- [Extracted text]
┏━━
I am quietly confident that the Sheffield (SLSF) and Attercliffe (SLAC) will be upgraded with the Council, BDUK and BT funding.

 

The main exclusion zone for Sheffield is the City Centre, and I was interested to find out how BDUK defined the centre so I went out to David Oliver, who's job title within the council is "Solutions Architect - Business Change and Information Solutions (BCIS)" and is the contact on the council website for the new BDUK scheme.

 

Re: City Centre Area

 

The Sheffield city centre had to be excluded from the project due to the way in which the government set up the BDUK Framework. Essentially, the scheme was set up as a rural programme and excluded urban areas. BDUK defined urban areas as the city centres of the “core” cities (Birmingham, Leeds, Nottingham etc). We pushed back very hard with BDUK on the size of the geographic area to be excluded, but ultimately they would not move on their definition. I understand that the area excluded in Sheffield is one of the smaller city centre areas excluded in this programme, so we did do better than some other cities.

 

Please note that “city centre” is defined in geographic terms, not by the exchange that you are connected to.
┗━━
Reproduce the passage on the Sheffield city centre exclusion, starting with "The Sheffield city" and going on through "are connected to.", and substitute "built-up areas" for each occurrence of "urban areas".

- [Data]
┏━━
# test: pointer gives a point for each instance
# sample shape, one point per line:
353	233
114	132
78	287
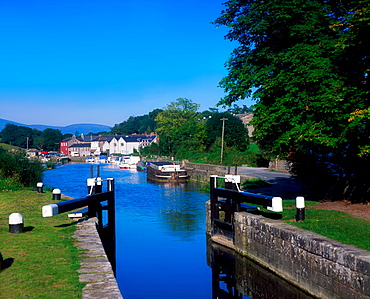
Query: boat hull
166	176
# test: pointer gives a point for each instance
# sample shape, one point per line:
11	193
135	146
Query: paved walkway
96	270
282	184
┗━━
- [Written answer]
The Sheffield city centre had to be excluded from the project due to the way in which the government set up the BDUK Framework. Essentially, the scheme was set up as a rural programme and excluded built-up areas. BDUK defined built-up areas as the city centres of the “core” cities (Birmingham, Leeds, Nottingham etc). We pushed back very hard with BDUK on the size of the geographic area to be excluded, but ultimately they would not move on their definition. I understand that the area excluded in Sheffield is one of the smaller city centre areas excluded in this programme, so we did do better than some other cities.

 

Please note that “city centre” is defined in geographic terms, not by the exchange that you are connected to.